TASK MATERIAL

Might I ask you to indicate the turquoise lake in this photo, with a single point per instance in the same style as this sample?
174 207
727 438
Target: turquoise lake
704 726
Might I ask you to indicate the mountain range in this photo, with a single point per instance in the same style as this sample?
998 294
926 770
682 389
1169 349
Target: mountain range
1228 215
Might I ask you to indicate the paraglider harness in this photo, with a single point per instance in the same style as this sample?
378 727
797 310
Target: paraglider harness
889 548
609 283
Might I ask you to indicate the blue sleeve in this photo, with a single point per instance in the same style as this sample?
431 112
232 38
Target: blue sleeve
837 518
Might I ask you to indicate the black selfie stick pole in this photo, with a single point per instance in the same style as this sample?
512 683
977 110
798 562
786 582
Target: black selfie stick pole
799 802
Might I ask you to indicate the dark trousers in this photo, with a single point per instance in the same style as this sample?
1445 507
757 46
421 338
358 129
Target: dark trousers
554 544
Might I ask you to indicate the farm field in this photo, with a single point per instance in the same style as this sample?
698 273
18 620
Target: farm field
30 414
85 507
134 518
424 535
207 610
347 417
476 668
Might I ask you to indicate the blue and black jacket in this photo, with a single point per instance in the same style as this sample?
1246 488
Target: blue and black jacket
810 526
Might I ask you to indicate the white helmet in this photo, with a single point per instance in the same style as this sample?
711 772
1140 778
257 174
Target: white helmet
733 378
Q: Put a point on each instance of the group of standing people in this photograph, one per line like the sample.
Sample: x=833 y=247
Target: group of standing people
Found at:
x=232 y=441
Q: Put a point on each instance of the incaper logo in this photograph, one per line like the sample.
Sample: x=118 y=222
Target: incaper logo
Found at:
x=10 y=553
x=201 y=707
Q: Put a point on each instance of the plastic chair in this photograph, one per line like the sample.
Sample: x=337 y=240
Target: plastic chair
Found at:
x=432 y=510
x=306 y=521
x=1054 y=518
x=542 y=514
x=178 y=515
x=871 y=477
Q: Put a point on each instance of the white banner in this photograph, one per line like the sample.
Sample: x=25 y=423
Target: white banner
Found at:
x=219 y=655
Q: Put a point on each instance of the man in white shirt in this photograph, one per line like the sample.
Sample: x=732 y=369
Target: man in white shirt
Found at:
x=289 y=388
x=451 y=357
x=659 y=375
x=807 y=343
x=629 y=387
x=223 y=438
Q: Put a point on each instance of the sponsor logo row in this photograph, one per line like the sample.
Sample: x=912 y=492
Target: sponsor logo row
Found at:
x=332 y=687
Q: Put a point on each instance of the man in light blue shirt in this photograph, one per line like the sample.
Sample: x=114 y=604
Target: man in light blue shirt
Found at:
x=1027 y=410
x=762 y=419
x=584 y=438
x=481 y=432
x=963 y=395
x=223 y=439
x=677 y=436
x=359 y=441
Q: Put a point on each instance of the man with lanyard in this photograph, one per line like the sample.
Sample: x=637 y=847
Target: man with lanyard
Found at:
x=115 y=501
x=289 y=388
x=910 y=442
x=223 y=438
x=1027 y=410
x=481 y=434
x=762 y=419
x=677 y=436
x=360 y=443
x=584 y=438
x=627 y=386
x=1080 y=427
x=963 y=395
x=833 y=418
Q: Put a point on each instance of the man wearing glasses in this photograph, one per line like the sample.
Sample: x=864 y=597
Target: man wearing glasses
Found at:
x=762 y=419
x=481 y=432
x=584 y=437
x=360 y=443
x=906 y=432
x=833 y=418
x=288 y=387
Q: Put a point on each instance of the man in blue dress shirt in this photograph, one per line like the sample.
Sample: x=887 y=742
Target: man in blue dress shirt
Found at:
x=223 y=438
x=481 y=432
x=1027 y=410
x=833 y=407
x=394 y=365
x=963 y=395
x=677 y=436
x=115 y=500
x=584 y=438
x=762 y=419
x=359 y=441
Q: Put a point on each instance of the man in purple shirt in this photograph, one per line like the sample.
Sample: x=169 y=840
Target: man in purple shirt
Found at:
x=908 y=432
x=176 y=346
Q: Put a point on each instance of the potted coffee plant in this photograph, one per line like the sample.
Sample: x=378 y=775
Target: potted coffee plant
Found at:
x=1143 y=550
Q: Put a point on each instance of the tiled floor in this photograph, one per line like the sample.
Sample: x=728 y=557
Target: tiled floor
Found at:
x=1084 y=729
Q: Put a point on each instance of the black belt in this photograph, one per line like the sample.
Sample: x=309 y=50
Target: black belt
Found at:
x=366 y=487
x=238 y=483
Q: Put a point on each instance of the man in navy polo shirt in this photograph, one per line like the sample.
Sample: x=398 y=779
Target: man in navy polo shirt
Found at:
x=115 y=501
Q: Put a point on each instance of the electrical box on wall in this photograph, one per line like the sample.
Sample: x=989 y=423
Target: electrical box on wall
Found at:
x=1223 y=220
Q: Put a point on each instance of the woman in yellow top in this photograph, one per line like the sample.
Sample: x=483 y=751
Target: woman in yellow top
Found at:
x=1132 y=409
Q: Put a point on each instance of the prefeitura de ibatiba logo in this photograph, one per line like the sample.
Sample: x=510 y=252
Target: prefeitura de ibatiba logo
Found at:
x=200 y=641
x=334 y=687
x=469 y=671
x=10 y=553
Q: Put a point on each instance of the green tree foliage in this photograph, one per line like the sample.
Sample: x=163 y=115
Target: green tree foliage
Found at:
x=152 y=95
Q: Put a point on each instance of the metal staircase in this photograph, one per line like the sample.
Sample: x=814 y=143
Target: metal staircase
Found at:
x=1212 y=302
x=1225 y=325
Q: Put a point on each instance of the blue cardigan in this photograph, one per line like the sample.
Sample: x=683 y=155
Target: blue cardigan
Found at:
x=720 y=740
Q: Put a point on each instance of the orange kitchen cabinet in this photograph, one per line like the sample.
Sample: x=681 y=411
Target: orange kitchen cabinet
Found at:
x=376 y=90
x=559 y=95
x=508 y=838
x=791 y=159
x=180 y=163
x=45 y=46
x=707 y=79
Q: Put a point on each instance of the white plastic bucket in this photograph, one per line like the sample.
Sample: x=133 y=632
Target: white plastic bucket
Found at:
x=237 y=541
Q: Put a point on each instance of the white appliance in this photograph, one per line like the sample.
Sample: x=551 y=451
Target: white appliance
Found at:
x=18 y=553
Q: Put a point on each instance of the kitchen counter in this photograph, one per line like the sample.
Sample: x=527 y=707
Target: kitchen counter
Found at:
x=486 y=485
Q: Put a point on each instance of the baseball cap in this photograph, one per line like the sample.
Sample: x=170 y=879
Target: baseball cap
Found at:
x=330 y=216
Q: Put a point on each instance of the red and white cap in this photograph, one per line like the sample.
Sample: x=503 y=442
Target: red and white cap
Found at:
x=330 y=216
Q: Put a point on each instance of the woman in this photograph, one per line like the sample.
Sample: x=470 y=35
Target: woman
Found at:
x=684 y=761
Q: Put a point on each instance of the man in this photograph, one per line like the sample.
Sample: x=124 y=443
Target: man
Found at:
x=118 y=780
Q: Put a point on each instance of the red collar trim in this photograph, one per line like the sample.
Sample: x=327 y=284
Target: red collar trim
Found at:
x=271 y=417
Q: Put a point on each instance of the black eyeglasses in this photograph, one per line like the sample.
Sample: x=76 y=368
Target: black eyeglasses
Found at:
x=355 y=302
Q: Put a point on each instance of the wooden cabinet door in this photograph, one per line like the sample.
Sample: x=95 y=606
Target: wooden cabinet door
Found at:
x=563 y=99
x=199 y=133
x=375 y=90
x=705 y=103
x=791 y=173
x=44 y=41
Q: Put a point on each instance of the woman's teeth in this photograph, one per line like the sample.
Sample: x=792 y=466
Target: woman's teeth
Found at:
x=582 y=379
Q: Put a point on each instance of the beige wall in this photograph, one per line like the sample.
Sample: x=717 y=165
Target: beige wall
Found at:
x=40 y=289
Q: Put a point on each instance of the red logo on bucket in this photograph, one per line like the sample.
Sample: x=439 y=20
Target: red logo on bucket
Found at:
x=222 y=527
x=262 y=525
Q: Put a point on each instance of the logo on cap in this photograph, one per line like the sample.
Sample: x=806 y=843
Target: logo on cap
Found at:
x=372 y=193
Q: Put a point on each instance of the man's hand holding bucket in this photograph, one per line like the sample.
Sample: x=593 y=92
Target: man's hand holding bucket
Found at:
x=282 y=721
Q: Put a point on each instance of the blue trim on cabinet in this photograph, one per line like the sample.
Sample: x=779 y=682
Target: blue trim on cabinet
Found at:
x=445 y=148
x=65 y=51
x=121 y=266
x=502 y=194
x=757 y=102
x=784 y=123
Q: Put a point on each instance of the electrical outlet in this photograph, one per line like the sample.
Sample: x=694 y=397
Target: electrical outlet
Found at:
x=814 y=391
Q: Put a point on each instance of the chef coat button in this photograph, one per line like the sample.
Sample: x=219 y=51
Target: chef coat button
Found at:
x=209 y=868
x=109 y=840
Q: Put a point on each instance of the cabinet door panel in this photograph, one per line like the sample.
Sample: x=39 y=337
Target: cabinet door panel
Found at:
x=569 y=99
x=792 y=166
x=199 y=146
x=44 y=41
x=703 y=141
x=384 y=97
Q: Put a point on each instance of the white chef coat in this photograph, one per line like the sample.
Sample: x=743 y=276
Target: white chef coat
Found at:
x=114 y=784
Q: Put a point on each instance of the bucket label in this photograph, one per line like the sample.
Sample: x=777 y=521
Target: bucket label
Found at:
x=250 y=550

THE PROBLEM
The exact lines of the material above starting at the one that contains "Q: Put a point on each instance of the man's" and ending at the one that contains "Q: Put a point on each instance of the white chef" are what to retype; leave out everything else.

OUTPUT BELOW
Q: Put a point on each instance of the man's hand holding bucket in this photograph, one per line like the sample.
Sample: x=593 y=92
Target: man's hand holding bucket
Found at:
x=282 y=721
Q: Put a point on each instance of the blue trim on cabinet in this photograph, one per line like the sample.
Sample: x=779 y=682
Target: blue trim on cabinet
Found at:
x=445 y=148
x=65 y=51
x=121 y=266
x=502 y=194
x=757 y=102
x=784 y=123
Q: Put a point on each instance of the electrical outlet in this photograph, one per line like the sample.
Sample: x=694 y=397
Target: electrical outlet
Found at:
x=814 y=391
Q: Put a point on each instance of the chef coat button in this photograph, one per line like the sample.
Sample: x=219 y=51
Target: chef coat button
Found at:
x=209 y=868
x=109 y=840
Q: Put a point on each instance of the cabinet door panel in this photograph, one per line like the sample.
Sample: x=39 y=337
Target: cabinet door panel
Found at:
x=569 y=99
x=792 y=166
x=199 y=146
x=44 y=41
x=703 y=141
x=384 y=97
Q: Put a point on each instance of the white chef coat in this photograph, one per line like the sample.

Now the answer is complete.